**Supplied material:**
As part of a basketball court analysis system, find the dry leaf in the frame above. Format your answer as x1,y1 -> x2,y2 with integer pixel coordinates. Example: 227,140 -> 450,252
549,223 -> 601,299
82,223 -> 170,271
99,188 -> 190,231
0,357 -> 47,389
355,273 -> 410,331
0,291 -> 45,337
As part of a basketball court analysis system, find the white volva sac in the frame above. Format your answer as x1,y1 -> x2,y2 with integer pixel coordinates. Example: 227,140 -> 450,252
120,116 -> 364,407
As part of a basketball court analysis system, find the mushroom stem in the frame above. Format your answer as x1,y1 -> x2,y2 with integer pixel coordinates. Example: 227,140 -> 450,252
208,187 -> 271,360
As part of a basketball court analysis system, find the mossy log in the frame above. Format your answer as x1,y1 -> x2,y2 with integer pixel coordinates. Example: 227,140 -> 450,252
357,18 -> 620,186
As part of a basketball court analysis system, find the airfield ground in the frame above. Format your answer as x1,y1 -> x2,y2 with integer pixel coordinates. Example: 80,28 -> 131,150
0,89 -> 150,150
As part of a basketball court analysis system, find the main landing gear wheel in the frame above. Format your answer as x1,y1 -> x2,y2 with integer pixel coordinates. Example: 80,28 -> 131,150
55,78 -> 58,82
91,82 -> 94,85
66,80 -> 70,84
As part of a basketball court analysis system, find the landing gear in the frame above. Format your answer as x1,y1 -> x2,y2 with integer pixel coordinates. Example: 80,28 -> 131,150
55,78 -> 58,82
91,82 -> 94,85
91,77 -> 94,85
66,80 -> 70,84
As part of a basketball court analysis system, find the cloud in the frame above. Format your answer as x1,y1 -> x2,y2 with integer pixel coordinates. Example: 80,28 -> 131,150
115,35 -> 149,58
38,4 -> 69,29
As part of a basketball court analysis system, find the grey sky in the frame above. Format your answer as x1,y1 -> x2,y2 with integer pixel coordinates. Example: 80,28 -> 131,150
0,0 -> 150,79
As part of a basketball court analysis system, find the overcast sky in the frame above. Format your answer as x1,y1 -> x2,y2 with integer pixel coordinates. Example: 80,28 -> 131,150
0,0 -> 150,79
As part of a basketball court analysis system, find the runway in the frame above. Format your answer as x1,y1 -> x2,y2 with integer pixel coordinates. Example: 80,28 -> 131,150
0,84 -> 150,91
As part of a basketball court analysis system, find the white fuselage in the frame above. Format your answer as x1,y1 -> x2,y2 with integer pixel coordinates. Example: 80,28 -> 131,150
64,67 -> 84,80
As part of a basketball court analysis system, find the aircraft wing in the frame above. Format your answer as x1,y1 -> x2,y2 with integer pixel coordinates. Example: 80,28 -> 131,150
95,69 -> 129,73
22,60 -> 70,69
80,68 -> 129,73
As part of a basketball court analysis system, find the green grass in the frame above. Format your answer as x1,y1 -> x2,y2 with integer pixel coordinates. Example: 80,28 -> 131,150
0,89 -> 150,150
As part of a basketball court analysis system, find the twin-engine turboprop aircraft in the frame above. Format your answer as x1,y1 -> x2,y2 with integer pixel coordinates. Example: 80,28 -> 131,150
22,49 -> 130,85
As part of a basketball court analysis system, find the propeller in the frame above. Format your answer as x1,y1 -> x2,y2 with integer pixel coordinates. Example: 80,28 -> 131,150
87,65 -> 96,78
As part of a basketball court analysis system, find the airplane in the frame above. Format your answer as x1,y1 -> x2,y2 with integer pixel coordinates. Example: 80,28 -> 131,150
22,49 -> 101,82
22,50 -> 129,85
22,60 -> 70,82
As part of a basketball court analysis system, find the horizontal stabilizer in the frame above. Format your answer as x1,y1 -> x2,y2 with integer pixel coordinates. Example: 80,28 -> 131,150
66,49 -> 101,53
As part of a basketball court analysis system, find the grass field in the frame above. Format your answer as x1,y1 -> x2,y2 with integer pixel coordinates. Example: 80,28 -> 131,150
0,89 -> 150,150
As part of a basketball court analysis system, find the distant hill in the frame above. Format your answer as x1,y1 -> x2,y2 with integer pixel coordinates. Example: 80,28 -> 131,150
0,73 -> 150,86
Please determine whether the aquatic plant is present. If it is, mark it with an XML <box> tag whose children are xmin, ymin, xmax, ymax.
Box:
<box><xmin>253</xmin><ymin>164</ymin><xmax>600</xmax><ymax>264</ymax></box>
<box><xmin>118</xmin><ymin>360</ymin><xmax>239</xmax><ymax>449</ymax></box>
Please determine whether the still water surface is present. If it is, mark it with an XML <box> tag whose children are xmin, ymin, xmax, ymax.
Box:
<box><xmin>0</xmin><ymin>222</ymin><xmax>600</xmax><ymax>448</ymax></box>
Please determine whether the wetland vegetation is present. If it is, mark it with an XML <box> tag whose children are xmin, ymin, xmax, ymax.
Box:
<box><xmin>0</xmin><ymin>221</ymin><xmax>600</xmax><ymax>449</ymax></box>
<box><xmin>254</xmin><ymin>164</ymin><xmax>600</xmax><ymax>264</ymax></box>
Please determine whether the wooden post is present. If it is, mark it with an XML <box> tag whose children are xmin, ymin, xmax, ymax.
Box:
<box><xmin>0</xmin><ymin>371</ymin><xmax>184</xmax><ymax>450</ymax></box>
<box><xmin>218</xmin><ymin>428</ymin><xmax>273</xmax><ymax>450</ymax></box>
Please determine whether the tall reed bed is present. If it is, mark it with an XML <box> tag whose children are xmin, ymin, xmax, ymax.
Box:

**Work required:** Write every line of the records above as a JSON list of strings, with one string per line and blank lines left out.

**Exercise solution:**
[
  "As part of a basketball court analysis system, find the dry leaf in the frame above. Format your answer as x1,y1 -> x2,y2 with integer pixel coordinates. Example: 227,140 -> 450,252",
  "549,223 -> 601,299",
  "82,223 -> 170,271",
  "99,188 -> 190,231",
  "0,357 -> 47,389",
  "355,273 -> 410,331",
  "0,291 -> 45,337",
  "As part of a basketball court analysis system, find the white volva sac in the frame above. Format your answer as x1,y1 -> x2,y2 with integer pixel coordinates. Example: 227,140 -> 450,252",
  "120,116 -> 364,407",
  "As part of a basketball court analysis system, find the mushroom stem in the frame above. Format your answer as x1,y1 -> x2,y2 with integer pixel coordinates. Example: 227,140 -> 450,252",
  "208,187 -> 271,360",
  "As part of a basketball court analysis system, find the mossy log in the frame above. Format your answer as x1,y1 -> x2,y2 with integer pixel coordinates. Example: 227,140 -> 450,252",
  "357,18 -> 620,186",
  "As part of a basketball court analysis system, find the airfield ground in the frame above. Format your answer as x1,y1 -> x2,y2 with integer pixel coordinates. Example: 80,28 -> 131,150",
  "0,89 -> 150,150",
  "As part of a basketball court analysis system, find the main landing gear wheel in the frame above. Format your answer as x1,y1 -> x2,y2 with integer pixel coordinates. Example: 80,28 -> 131,150",
  "55,78 -> 58,82",
  "91,82 -> 94,85",
  "66,80 -> 70,84",
  "As part of a basketball court analysis system, find the landing gear in the frame above. Format your answer as x1,y1 -> x2,y2 with integer pixel coordinates. Example: 80,28 -> 131,150",
  "55,78 -> 58,82",
  "91,82 -> 94,85",
  "91,77 -> 94,85",
  "66,80 -> 70,84",
  "As part of a basketball court analysis system, find the cloud in the frame above. Format your answer as x1,y1 -> x2,y2 with integer pixel coordinates. Example: 80,28 -> 131,150",
  "115,35 -> 149,58",
  "38,4 -> 69,29",
  "As part of a basketball court analysis system, find the grey sky in the frame above. Format your answer as x1,y1 -> x2,y2 with integer pixel coordinates. Example: 80,28 -> 131,150",
  "0,0 -> 150,79",
  "As part of a basketball court analysis system, find the overcast sky in the frame above. Format your answer as x1,y1 -> x2,y2 with integer pixel coordinates. Example: 80,28 -> 131,150",
  "0,0 -> 150,79",
  "As part of a basketball court analysis system, find the runway in the frame above. Format your answer as x1,y1 -> x2,y2 with integer pixel coordinates. Example: 80,28 -> 131,150",
  "0,84 -> 150,91",
  "As part of a basketball court analysis system, find the white fuselage in the frame above. Format your answer as x1,y1 -> x2,y2 with integer pixel coordinates. Example: 80,28 -> 131,150",
  "64,67 -> 84,80",
  "As part of a basketball court analysis system, find the aircraft wing in the frame above. Format your answer as x1,y1 -> x2,y2 with integer pixel coordinates. Example: 80,28 -> 131,150",
  "95,69 -> 129,73",
  "22,60 -> 70,69",
  "80,68 -> 129,73",
  "As part of a basketball court analysis system, find the green grass in the frame above. Format your answer as x1,y1 -> x2,y2 with integer pixel coordinates. Example: 80,28 -> 131,150",
  "0,89 -> 150,150",
  "As part of a basketball court analysis system, find the twin-engine turboprop aircraft in the frame above. Format your answer as x1,y1 -> x2,y2 with integer pixel coordinates. Example: 80,28 -> 131,150",
  "22,49 -> 130,85",
  "As part of a basketball court analysis system, find the propeller in the frame above. Format your answer as x1,y1 -> x2,y2 with integer pixel coordinates. Example: 80,28 -> 131,150",
  "87,65 -> 96,78",
  "As part of a basketball court analysis system, find the airplane in the frame above. Format your answer as x1,y1 -> x2,y2 with integer pixel coordinates. Example: 80,28 -> 131,150",
  "22,49 -> 101,82",
  "22,50 -> 129,85",
  "22,60 -> 70,82",
  "As part of a basketball court analysis system, find the horizontal stabilizer in the frame above. Format your answer as x1,y1 -> x2,y2 with integer pixel coordinates. Example: 80,28 -> 131,150",
  "66,49 -> 101,53",
  "As part of a basketball court analysis system, find the grass field in the frame above. Format your answer as x1,y1 -> x2,y2 with integer pixel coordinates. Example: 80,28 -> 131,150",
  "0,89 -> 150,150",
  "As part of a basketball court analysis system, find the distant hill in the frame above. Format your answer as x1,y1 -> x2,y2 with integer pixel coordinates. Example: 80,28 -> 131,150",
  "0,73 -> 150,86",
  "Please determine whether the aquatic plant is present. If it is, mark it with an XML <box> tag whose children are xmin, ymin, xmax, ymax.",
  "Box:",
  "<box><xmin>253</xmin><ymin>164</ymin><xmax>600</xmax><ymax>264</ymax></box>",
  "<box><xmin>118</xmin><ymin>360</ymin><xmax>239</xmax><ymax>449</ymax></box>",
  "Please determine whether the still water surface is present. If it is, mark it with an XML <box> tag whose children are xmin, ymin, xmax, ymax.",
  "Box:",
  "<box><xmin>0</xmin><ymin>222</ymin><xmax>600</xmax><ymax>448</ymax></box>",
  "Please determine whether the wetland vegetation is present. If it is, mark it with an XML <box> tag whose children are xmin, ymin, xmax, ymax.",
  "Box:",
  "<box><xmin>0</xmin><ymin>221</ymin><xmax>600</xmax><ymax>449</ymax></box>",
  "<box><xmin>254</xmin><ymin>164</ymin><xmax>600</xmax><ymax>264</ymax></box>",
  "Please determine whether the wooden post is present. If it is, mark it with an XML <box> tag whose children are xmin, ymin, xmax, ymax.",
  "Box:",
  "<box><xmin>0</xmin><ymin>371</ymin><xmax>184</xmax><ymax>450</ymax></box>",
  "<box><xmin>218</xmin><ymin>428</ymin><xmax>273</xmax><ymax>450</ymax></box>",
  "Please determine whether the tall reed bed is present. If it is, mark it with an XML <box> tag whose children are xmin, ymin, xmax, ymax.",
  "Box:"
]